------ PAGE EXCERPT

If we are unable to effectively manage such growth, our business may become inefficient and we may not be able to effectively compete, increase our revenues or control our expenses. See also Item 4 for disclosures relating to our need to hire additional compliance staff.

 

Interruptions or delays in service from any one of our data center hosting facilities could impair the delivery of our services and harm our business.

 

We currently serve our clients from multiple data center hosting facilities located in the United States and in Canada. Any damage to, or failure of, one or more of these facilities or systems generally could impair the delivery of our services. Interruptions or delays in our services may reduce our revenue, cause us to issue credits or pay penalties, cause clients to terminate their subscriptions and adversely affect our renewal rates and our ability to attract new clients. Our business will also be harmed if our clients and potential clients believe our services are unreliable.

 

As part of our current disaster recovery arrangements, our production environment and all of our clients’ data is currently backed up and/or replicated in near real-time in a facility located in the United States and/or Canada. Companies and products added through acquisition may be temporarily served through alternate facilities. We do not control the operation of any of these facilities, and they are vulnerable to damage or interruption from earthquakes, hurricanes, floods, fires, power loss, telecommunications failures and similar events. They may also be subject to break-ins, sabotage, intentional acts of vandalism and similar misconduct. Despite precautions taken at these facilities, the occurrence of a natural disaster or an act of terrorism, a decision to close the facilities without adequate notice or other unanticipated problems at these facilities could result in the need to replace facilities and related expenses. Even with the disaster recovery arrangements, our services could be interrupted. Our data center facility providers have no obligations to renew their agreements with us on commercially reasonable terms, or at all. If we are unable to renew our agreements with the facility providers on commercially reasonable terms or if in the future we add additional data center facility providers, we may experience additional costs in connection with the transfer to, or the addition of, new data center facilities.

 

 
 

 

As we continue to add data centers and add capacity in our existing data centers, we may move or transfer our data and our clients’ data. Despite precautions taken during this process, any unsuccessful data transfers may impair the delivery of our services.

------------
------ DATASET CONTENT

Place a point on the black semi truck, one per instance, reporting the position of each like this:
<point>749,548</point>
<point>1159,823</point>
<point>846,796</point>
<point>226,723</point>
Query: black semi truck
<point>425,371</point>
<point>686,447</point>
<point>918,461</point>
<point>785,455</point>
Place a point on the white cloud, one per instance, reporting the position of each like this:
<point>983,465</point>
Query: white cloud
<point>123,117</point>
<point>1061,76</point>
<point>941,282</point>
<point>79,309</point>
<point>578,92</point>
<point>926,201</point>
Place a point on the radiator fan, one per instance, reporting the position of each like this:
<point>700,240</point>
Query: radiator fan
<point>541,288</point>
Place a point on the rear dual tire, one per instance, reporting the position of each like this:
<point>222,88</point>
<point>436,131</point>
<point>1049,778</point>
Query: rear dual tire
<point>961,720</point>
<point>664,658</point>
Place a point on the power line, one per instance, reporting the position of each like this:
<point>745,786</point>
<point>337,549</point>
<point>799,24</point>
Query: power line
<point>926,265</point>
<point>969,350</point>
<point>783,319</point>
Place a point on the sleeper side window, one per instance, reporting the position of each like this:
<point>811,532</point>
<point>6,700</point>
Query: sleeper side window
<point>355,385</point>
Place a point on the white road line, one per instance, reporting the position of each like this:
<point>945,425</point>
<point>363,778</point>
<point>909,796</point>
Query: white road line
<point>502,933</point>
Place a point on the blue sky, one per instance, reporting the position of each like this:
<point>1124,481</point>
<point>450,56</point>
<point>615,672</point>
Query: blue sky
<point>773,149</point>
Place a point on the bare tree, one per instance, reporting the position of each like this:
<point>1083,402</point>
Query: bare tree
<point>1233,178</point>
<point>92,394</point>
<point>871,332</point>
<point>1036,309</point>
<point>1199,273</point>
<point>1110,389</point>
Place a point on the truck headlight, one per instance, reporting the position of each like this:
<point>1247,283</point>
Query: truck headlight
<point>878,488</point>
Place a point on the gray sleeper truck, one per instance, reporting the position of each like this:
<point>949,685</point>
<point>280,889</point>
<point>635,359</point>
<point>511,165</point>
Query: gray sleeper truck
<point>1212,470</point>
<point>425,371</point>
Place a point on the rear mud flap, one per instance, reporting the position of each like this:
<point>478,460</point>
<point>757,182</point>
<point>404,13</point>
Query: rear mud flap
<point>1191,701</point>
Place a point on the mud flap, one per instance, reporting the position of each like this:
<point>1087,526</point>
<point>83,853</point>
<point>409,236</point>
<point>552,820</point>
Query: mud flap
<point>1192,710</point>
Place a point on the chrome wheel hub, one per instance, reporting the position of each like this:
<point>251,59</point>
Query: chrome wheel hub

------------

• **EXERCISE REQUIREMENTS**
1. According to the page excerpt, where are the company's data center hosting facilities located?
2. Put the lines of the records, starting at the line that contains "Place a point on the mud" and ending at the end of the records, into a JSON list of strings with one string per line and blank lines left out.

• **ANSWERS FOR THIS EXERCISE**
1. In the United States and in Canada.

2.
[
  "Place a point on the mud flap, one per instance, reporting the position of each like this:",
  "<point>1087,526</point>",
  "<point>83,853</point>",
  "<point>409,236</point>",
  "<point>552,820</point>",
  "Query: mud flap",
  "<point>1192,710</point>",
  "Place a point on the chrome wheel hub, one per instance, reporting the position of each like this:",
  "<point>251,59</point>",
  "Query: chrome wheel hub"
]